* [THE TASK]
Leave the pictures out and transcribe every record exactly.

* [DATA FOR PROCESSING]
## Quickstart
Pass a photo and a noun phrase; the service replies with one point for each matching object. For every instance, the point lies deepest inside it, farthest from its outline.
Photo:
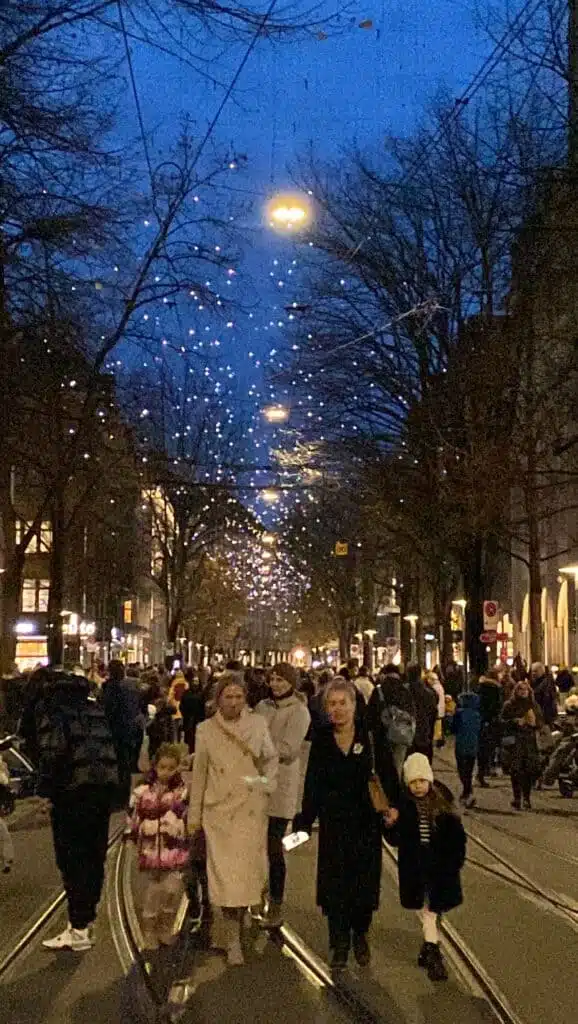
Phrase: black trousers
(342, 922)
(277, 868)
(80, 830)
(465, 766)
(521, 785)
(488, 742)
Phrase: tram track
(10, 956)
(465, 964)
(128, 941)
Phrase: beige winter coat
(233, 811)
(288, 721)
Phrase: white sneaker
(235, 955)
(77, 939)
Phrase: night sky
(359, 86)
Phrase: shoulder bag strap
(240, 743)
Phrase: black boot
(339, 958)
(362, 952)
(437, 970)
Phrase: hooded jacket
(74, 738)
(466, 725)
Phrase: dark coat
(524, 758)
(428, 875)
(425, 700)
(491, 698)
(349, 830)
(466, 725)
(193, 711)
(75, 743)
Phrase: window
(35, 595)
(39, 542)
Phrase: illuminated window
(38, 542)
(35, 595)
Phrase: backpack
(399, 724)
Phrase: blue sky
(358, 87)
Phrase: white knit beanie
(417, 766)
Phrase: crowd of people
(231, 761)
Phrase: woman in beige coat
(288, 721)
(234, 772)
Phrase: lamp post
(572, 571)
(412, 620)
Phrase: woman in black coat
(522, 718)
(349, 829)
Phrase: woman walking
(288, 721)
(349, 828)
(234, 772)
(522, 719)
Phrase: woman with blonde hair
(234, 772)
(337, 792)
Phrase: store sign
(491, 615)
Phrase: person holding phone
(234, 772)
(349, 828)
(288, 721)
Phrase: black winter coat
(75, 743)
(349, 830)
(429, 875)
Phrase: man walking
(78, 773)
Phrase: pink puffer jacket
(158, 823)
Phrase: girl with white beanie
(430, 842)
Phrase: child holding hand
(158, 824)
(430, 842)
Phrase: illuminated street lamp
(276, 414)
(270, 496)
(289, 212)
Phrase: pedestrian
(391, 714)
(234, 773)
(123, 705)
(425, 701)
(432, 680)
(466, 727)
(522, 718)
(491, 702)
(157, 822)
(78, 772)
(430, 842)
(288, 721)
(6, 806)
(364, 683)
(565, 680)
(192, 710)
(162, 729)
(336, 792)
(545, 692)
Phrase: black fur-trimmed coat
(428, 875)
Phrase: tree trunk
(11, 591)
(535, 578)
(475, 584)
(56, 593)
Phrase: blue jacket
(466, 725)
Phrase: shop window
(35, 595)
(42, 541)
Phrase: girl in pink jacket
(158, 824)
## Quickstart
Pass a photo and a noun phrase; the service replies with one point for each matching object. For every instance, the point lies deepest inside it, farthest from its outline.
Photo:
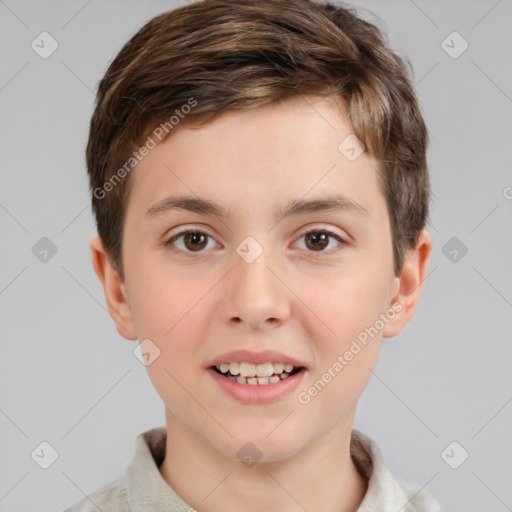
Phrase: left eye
(318, 240)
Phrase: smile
(256, 374)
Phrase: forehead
(266, 156)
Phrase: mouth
(256, 374)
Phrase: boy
(259, 181)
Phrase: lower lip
(259, 393)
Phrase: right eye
(189, 241)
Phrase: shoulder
(110, 498)
(418, 498)
(386, 491)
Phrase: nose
(254, 297)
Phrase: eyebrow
(294, 207)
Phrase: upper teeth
(255, 370)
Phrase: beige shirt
(142, 488)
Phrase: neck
(322, 477)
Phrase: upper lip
(266, 356)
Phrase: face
(296, 259)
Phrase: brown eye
(317, 240)
(189, 242)
(194, 241)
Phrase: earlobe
(114, 289)
(411, 279)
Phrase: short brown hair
(229, 55)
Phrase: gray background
(68, 378)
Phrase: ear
(115, 291)
(409, 285)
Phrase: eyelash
(188, 254)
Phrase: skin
(297, 297)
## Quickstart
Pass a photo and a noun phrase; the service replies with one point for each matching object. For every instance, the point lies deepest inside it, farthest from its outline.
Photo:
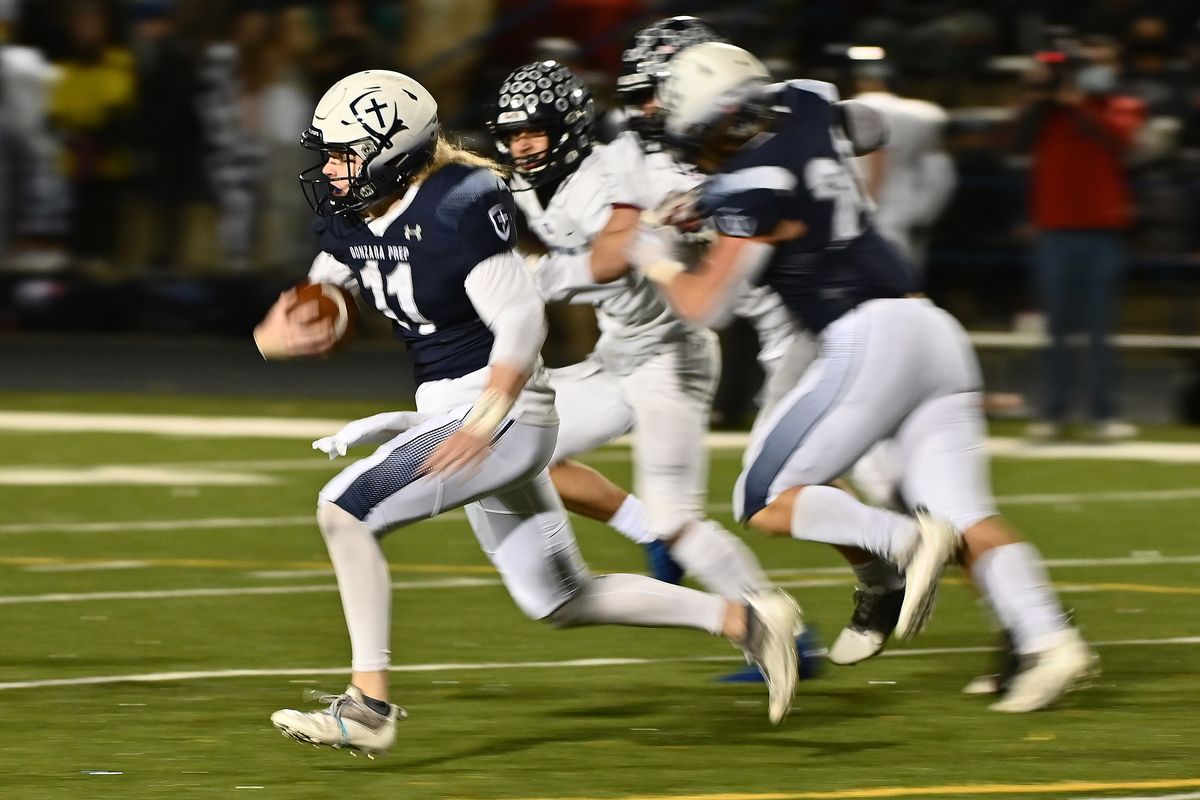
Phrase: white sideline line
(1189, 795)
(87, 567)
(241, 591)
(1150, 495)
(172, 594)
(207, 523)
(161, 677)
(263, 427)
(430, 583)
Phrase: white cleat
(876, 611)
(773, 621)
(1047, 675)
(936, 542)
(348, 723)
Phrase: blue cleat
(663, 567)
(810, 659)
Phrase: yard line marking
(204, 523)
(1189, 795)
(216, 591)
(467, 582)
(202, 674)
(264, 427)
(275, 570)
(965, 789)
(125, 475)
(29, 561)
(87, 566)
(457, 515)
(172, 425)
(157, 524)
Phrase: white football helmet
(707, 89)
(385, 119)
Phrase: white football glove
(653, 252)
(370, 431)
(679, 210)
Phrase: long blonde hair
(445, 152)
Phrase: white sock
(364, 582)
(719, 560)
(879, 573)
(641, 601)
(822, 513)
(630, 521)
(1015, 583)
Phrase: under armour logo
(501, 221)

* [WORKED SOLUTION]
## Quickstart
Pass a photo and a noun phrase; the service replies with one point for each matching object. For every instance, the point lies deepest inside it, farthest from its outline.
Photo:
Phrase: black trousers
(342, 922)
(277, 868)
(80, 830)
(465, 766)
(521, 785)
(488, 742)
Phrase: tram track
(10, 956)
(465, 964)
(128, 941)
Phrase: beige winter coat
(233, 811)
(288, 721)
Phrase: white sneaker
(235, 955)
(77, 939)
Phrase: night sky
(359, 86)
Phrase: shoulder bag strap
(240, 743)
Phrase: black boot
(339, 958)
(362, 952)
(437, 970)
Phrase: hooded jacket
(74, 738)
(466, 725)
Phrase: dark coat
(524, 758)
(428, 875)
(425, 700)
(491, 698)
(349, 830)
(466, 725)
(193, 711)
(75, 743)
Phrase: window
(35, 595)
(39, 542)
Phrase: illuminated window
(38, 542)
(35, 595)
Phrase: backpack
(399, 724)
Phrase: blue sky
(358, 87)
Phrase: white knit beanie
(417, 766)
Phrase: crowd of people
(231, 761)
Phrase: woman in beige coat
(288, 721)
(234, 772)
Phrase: lamp post
(572, 571)
(412, 620)
Phrase: woman in black coat
(522, 718)
(349, 829)
Phrase: woman walking
(288, 721)
(349, 828)
(234, 772)
(522, 719)
Phrase: woman with blonde hair
(234, 772)
(337, 792)
Phrase: store sign
(491, 615)
Phrase: person holding phone
(234, 772)
(349, 828)
(288, 721)
Phrase: black winter coat
(75, 743)
(349, 830)
(429, 875)
Phrase: man walking
(78, 773)
Phrase: pink puffer jacket
(158, 823)
Phrase: girl with white beanie
(430, 842)
Phrase: child holding hand
(158, 824)
(430, 842)
Phrase: illuminated street lamp
(276, 414)
(270, 496)
(289, 212)
Phrase: pedestrian
(391, 714)
(234, 773)
(123, 705)
(425, 701)
(432, 680)
(466, 727)
(522, 718)
(491, 702)
(157, 822)
(78, 772)
(430, 842)
(288, 721)
(6, 806)
(364, 683)
(565, 680)
(192, 710)
(162, 729)
(336, 792)
(545, 692)
Phrase: black fur-trimmed coat
(428, 875)
Phrase: tree trunk
(11, 591)
(535, 578)
(475, 584)
(56, 593)
Phrase: blue jacket
(466, 725)
Phrase: shop window
(35, 595)
(42, 541)
Phrase: girl in pink jacket
(158, 824)
## Quickstart
Pass a photo and a noun phrase; the service replies with one point for each matching object. For every instance, the point lies deepest inside it, farthest from its outline.
Photo:
Phrase: left eye
(318, 240)
Phrase: smile
(256, 374)
Phrase: forehead
(266, 156)
Phrase: mouth
(256, 374)
Phrase: boy
(259, 181)
Phrase: lower lip
(259, 393)
Phrase: right eye
(189, 241)
Phrase: shoulder
(110, 498)
(418, 498)
(386, 491)
Phrase: nose
(254, 297)
Phrase: eyebrow
(294, 207)
Phrase: upper teeth
(255, 370)
Phrase: beige shirt
(142, 488)
Phrase: neck
(322, 477)
Phrase: upper lip
(266, 356)
Phrase: face
(296, 259)
Phrase: brown eye
(317, 240)
(189, 242)
(194, 241)
Phrase: earlobe
(114, 289)
(411, 279)
Phrase: short brown hair
(229, 55)
Phrase: gray background
(68, 378)
Phrase: ear
(115, 291)
(409, 285)
Phrase: eyelash
(188, 254)
Phrase: skin
(297, 297)
## Quickstart
Pass a photo and a noun phrase; the service replies with one point for each matching object. For every instance, the point lies deepest inside it, farthest from its outline.
Photo:
Phrase: white sideline line
(1189, 795)
(87, 567)
(241, 591)
(1150, 495)
(172, 594)
(207, 523)
(161, 677)
(263, 427)
(430, 583)
Phrase: white cleat
(876, 611)
(773, 621)
(1047, 675)
(936, 542)
(348, 723)
Phrase: blue cleat
(663, 567)
(810, 659)
Phrase: yard line marking
(204, 523)
(1189, 795)
(216, 591)
(467, 582)
(202, 674)
(264, 427)
(275, 570)
(965, 789)
(125, 475)
(29, 561)
(87, 566)
(457, 515)
(172, 425)
(157, 524)
Phrase: white football helmet
(707, 89)
(385, 119)
Phrase: white football glove
(653, 252)
(370, 431)
(679, 210)
Phrase: long blonde hair
(445, 152)
Phrase: white sock
(364, 582)
(719, 560)
(879, 573)
(641, 601)
(822, 513)
(630, 521)
(1015, 583)
Phrase: under armour logo
(501, 221)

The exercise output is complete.